Work to be completed |
Skip the pictures. Transcribe the rest of the data below without changing a word.
** Data provided follows **
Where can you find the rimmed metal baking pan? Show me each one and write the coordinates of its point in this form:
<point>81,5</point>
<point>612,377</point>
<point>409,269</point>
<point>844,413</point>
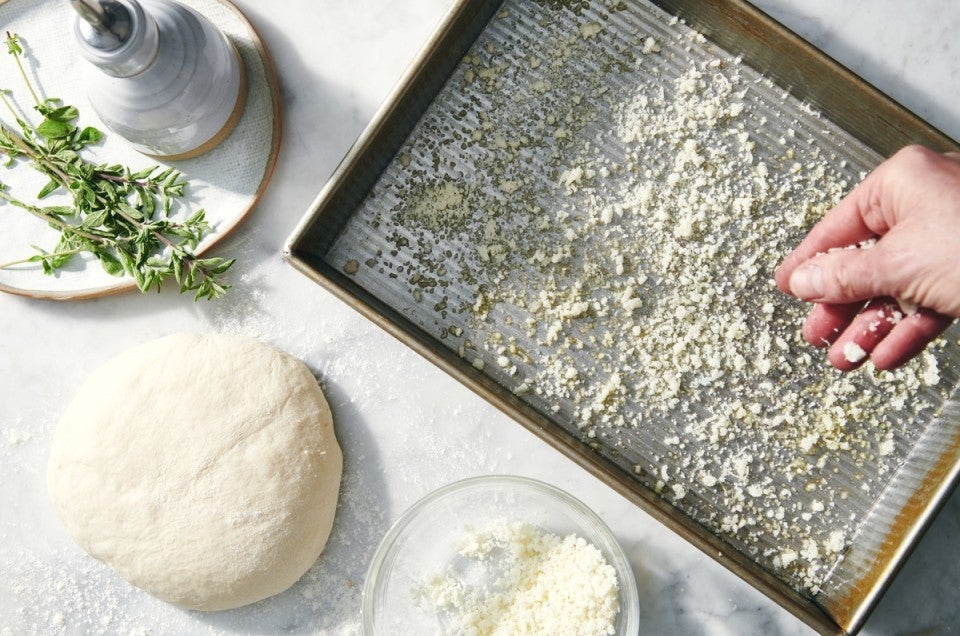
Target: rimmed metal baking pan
<point>554,196</point>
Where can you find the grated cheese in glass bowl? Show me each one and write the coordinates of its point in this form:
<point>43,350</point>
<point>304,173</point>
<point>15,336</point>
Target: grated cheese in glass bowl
<point>500,555</point>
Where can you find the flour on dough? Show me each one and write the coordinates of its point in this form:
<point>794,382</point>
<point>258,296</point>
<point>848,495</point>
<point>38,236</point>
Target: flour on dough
<point>203,468</point>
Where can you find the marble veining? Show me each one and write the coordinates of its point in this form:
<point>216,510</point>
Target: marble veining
<point>406,428</point>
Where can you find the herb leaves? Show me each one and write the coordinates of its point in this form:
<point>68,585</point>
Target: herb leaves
<point>121,217</point>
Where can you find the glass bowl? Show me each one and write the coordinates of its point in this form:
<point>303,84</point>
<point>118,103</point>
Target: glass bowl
<point>425,542</point>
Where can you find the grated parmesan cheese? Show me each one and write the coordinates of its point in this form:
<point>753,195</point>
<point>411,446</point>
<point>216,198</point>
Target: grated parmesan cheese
<point>532,582</point>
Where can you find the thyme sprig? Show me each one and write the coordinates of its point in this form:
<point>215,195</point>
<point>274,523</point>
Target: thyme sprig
<point>120,216</point>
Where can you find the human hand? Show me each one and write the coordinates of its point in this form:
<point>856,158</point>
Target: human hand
<point>911,205</point>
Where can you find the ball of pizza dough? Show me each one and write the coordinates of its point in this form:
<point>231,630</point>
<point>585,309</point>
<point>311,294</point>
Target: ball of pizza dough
<point>203,468</point>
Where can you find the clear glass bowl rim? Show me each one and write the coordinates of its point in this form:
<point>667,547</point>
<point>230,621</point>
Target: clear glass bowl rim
<point>386,551</point>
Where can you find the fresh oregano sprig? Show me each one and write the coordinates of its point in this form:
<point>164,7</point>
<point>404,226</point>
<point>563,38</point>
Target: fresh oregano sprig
<point>120,216</point>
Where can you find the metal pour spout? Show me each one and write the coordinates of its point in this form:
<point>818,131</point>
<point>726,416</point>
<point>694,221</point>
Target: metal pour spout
<point>108,23</point>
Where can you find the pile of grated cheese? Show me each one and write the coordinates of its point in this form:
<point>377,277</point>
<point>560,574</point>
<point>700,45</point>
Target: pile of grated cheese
<point>533,582</point>
<point>592,215</point>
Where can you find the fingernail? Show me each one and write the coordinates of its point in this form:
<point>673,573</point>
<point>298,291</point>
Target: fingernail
<point>807,282</point>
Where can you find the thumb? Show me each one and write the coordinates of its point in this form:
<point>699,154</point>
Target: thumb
<point>842,276</point>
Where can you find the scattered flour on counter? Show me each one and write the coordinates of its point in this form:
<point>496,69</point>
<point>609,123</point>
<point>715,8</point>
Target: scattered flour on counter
<point>539,583</point>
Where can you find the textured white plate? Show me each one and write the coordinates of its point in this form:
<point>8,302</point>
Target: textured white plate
<point>225,182</point>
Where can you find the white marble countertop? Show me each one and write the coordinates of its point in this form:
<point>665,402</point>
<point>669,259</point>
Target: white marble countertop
<point>405,427</point>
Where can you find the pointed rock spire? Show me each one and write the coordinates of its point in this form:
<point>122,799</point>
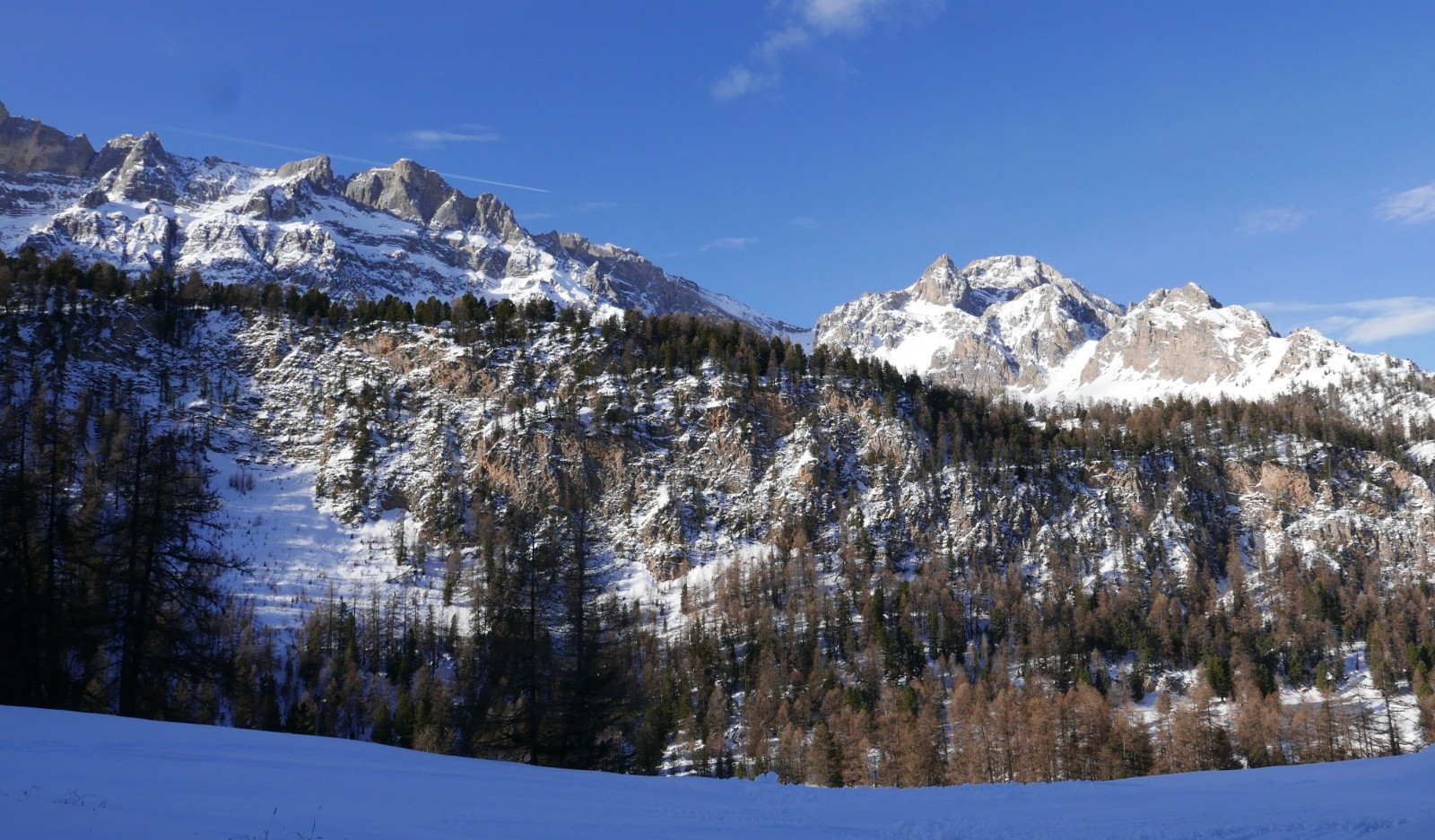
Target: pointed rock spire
<point>942,282</point>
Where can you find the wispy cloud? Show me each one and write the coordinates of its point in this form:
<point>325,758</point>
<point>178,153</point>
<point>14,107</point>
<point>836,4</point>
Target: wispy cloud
<point>470,134</point>
<point>1363,321</point>
<point>1411,207</point>
<point>729,244</point>
<point>1277,220</point>
<point>808,23</point>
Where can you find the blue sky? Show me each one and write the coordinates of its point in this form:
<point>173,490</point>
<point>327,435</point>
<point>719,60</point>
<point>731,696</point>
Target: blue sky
<point>800,152</point>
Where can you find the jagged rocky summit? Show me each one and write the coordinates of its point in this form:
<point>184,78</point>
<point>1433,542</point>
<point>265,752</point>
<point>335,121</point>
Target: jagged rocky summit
<point>1004,325</point>
<point>1016,325</point>
<point>394,229</point>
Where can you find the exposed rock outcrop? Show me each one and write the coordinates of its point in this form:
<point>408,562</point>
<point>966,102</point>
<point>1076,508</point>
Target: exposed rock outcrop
<point>28,145</point>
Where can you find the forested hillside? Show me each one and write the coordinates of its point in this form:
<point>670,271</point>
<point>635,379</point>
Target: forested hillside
<point>671,543</point>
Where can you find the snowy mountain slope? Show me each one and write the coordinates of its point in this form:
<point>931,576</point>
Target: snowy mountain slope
<point>394,229</point>
<point>1012,325</point>
<point>68,775</point>
<point>996,323</point>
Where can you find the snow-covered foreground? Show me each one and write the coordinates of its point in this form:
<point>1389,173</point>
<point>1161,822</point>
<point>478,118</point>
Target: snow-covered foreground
<point>66,775</point>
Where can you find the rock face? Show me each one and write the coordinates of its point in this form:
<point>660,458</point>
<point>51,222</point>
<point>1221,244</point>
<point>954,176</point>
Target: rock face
<point>28,145</point>
<point>1015,325</point>
<point>394,229</point>
<point>996,323</point>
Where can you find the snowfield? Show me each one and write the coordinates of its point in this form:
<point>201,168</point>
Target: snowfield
<point>68,775</point>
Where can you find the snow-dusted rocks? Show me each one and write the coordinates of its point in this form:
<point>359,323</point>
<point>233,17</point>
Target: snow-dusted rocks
<point>28,145</point>
<point>394,229</point>
<point>997,323</point>
<point>1012,325</point>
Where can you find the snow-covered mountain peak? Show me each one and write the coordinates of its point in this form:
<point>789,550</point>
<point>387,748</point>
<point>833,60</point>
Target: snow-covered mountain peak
<point>138,169</point>
<point>317,171</point>
<point>1016,325</point>
<point>395,229</point>
<point>28,145</point>
<point>942,284</point>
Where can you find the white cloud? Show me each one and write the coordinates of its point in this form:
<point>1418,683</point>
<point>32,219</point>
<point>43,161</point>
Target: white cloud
<point>1274,221</point>
<point>807,23</point>
<point>1363,321</point>
<point>432,139</point>
<point>729,244</point>
<point>1411,207</point>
** End of Data provided **
Expected answer |
Where can you find the rimmed metal baking pan? Show me each one and write the coordinates of its point in this form:
<point>81,5</point>
<point>612,377</point>
<point>409,269</point>
<point>844,413</point>
Target: rimmed metal baking pan
<point>554,196</point>
Where can you find the grated cheese in glass bowl? Show me each one and write the coordinates of its point in this form:
<point>43,350</point>
<point>304,173</point>
<point>15,336</point>
Target: grated cheese in glass bowl
<point>500,555</point>
Where can you find the flour on dough? Show me each one and write the coordinates of its point in this form:
<point>794,382</point>
<point>258,296</point>
<point>848,495</point>
<point>38,236</point>
Target: flour on dough
<point>203,468</point>
Where can you find the marble veining? Show me each one and write the coordinates of its point in this form:
<point>216,510</point>
Target: marble veining
<point>406,428</point>
Where can you find the herb leaves? Show me each one and write the coordinates of its point in this form:
<point>68,585</point>
Target: herb leaves
<point>121,217</point>
Where can you find the glass bowl? Show me each one and write the coordinates of its point in this form:
<point>303,84</point>
<point>118,103</point>
Target: glass bowl
<point>425,542</point>
Where can you find the grated parmesan cheese? Show me each one and write the coordinates of its point in this form:
<point>753,195</point>
<point>411,446</point>
<point>216,198</point>
Target: grated parmesan cheese
<point>532,582</point>
Where can you find the thyme sprig? Show me each one and write the coordinates of its point in this form:
<point>215,195</point>
<point>274,523</point>
Target: thyme sprig
<point>120,216</point>
Where can you find the human hand? Show me each one and write the coordinates of its point in this form:
<point>856,158</point>
Target: human hand
<point>911,205</point>
Where can you find the ball of pizza dough? Show me each one and write the coordinates of its point in this form:
<point>231,630</point>
<point>585,309</point>
<point>311,294</point>
Target: ball of pizza dough
<point>203,468</point>
Where can you find the clear glass bowl rim? Show me each one and write the coordinates of its point in this form:
<point>667,547</point>
<point>230,621</point>
Target: clear glass bowl rim
<point>386,551</point>
Where can you find the fresh oregano sprig? Show me each one and write the coordinates of its point in this form:
<point>164,7</point>
<point>404,226</point>
<point>563,38</point>
Target: fresh oregano sprig
<point>120,216</point>
Where can you find the metal pour spout? Show me each one and write the coordinates of its point in this form:
<point>818,131</point>
<point>726,416</point>
<point>694,221</point>
Target: metal pour spout
<point>108,23</point>
Where can you find the pile of grated cheese? Show me each one and write the coordinates of its point in this form:
<point>377,277</point>
<point>560,574</point>
<point>700,45</point>
Target: pile of grated cheese
<point>533,582</point>
<point>592,215</point>
Where can you find the fingernail? Show me each one and write the coordinates of its point in this form:
<point>673,573</point>
<point>298,291</point>
Target: fingernail
<point>807,282</point>
Where can you find the thumb? Show me each one and write the coordinates of its point in this form:
<point>699,154</point>
Target: thumb
<point>842,276</point>
Where can you find the scattered flour on counter? Show me each one and write the coordinates of its point in this form:
<point>496,69</point>
<point>609,123</point>
<point>715,8</point>
Target: scattered flour on counter
<point>539,583</point>
Where can you find the textured white plate? Show me each one and write the coordinates of its point in this form:
<point>8,302</point>
Target: textured white plate
<point>225,182</point>
Where can you find the white marble countertop? Show me each one and write the coordinates of its point in this form:
<point>665,402</point>
<point>669,259</point>
Target: white marble countertop
<point>405,427</point>
Where can you find the pointed rock spire? Show me each one and write the coordinates of its point in this form:
<point>122,799</point>
Target: pointed rock spire
<point>942,282</point>
Where can you find the wispy cloud? Show me each one and write the coordinates of its point in this form:
<point>325,758</point>
<point>178,153</point>
<point>14,107</point>
<point>836,4</point>
Target: wispy cloud
<point>470,134</point>
<point>1363,321</point>
<point>1411,207</point>
<point>729,244</point>
<point>1277,220</point>
<point>808,23</point>
Where can you find the blue sky? Show me each one and write the coordinates of its point in this form:
<point>173,490</point>
<point>327,435</point>
<point>719,60</point>
<point>731,696</point>
Target: blue sky
<point>800,152</point>
Where can you find the jagged rocky summit? Show me each one and write the coordinates of its point in this form:
<point>184,78</point>
<point>1433,542</point>
<point>265,752</point>
<point>335,121</point>
Target: jagged rocky summit
<point>1004,325</point>
<point>1016,325</point>
<point>394,229</point>
Where can you find the exposed rock outcrop? Show me each one and write the coordinates of its point in this form:
<point>408,562</point>
<point>966,102</point>
<point>1076,508</point>
Target: exposed rock outcrop
<point>28,145</point>
Where can you find the forested hillside? Show me each one and write the coordinates of its point in this form:
<point>670,271</point>
<point>635,379</point>
Target: forested hillside
<point>671,543</point>
Where can you find the snowy mountain slope? Show me each one and write the coordinates of its point in this form:
<point>931,576</point>
Target: snowy mountain slope
<point>394,229</point>
<point>1012,325</point>
<point>68,775</point>
<point>996,323</point>
Where can you find the snow-covered foreground? Show me each one and write the coordinates of its point in this form:
<point>1389,173</point>
<point>1161,822</point>
<point>478,118</point>
Target: snow-covered foreground
<point>66,775</point>
Where can you find the rock face? Show me each one and write the coordinates of its point in this form:
<point>660,458</point>
<point>51,222</point>
<point>1221,244</point>
<point>954,176</point>
Target: rock face
<point>28,145</point>
<point>1015,325</point>
<point>394,229</point>
<point>996,323</point>
Where can you find the snowfield? Show me each one and write the coordinates of its point in this form:
<point>201,168</point>
Target: snowfield
<point>68,775</point>
Where can you find the snow-dusted rocks? Show me each one and write the coordinates of its point in this form:
<point>359,323</point>
<point>233,17</point>
Target: snow-dusted rocks
<point>28,145</point>
<point>394,229</point>
<point>997,323</point>
<point>1012,325</point>
Where can you find the snow-covered mountain peak? Show me each one and write the coordinates of its point in this form:
<point>789,550</point>
<point>387,748</point>
<point>833,60</point>
Target: snow-covered mountain peak
<point>138,169</point>
<point>317,171</point>
<point>1016,325</point>
<point>395,229</point>
<point>28,145</point>
<point>942,284</point>
Where can you find the white cloud? Show me each one and write the coordinates of its point in this form:
<point>1418,683</point>
<point>32,219</point>
<point>43,161</point>
Target: white cloud
<point>1274,221</point>
<point>807,23</point>
<point>1363,321</point>
<point>432,139</point>
<point>729,244</point>
<point>1411,207</point>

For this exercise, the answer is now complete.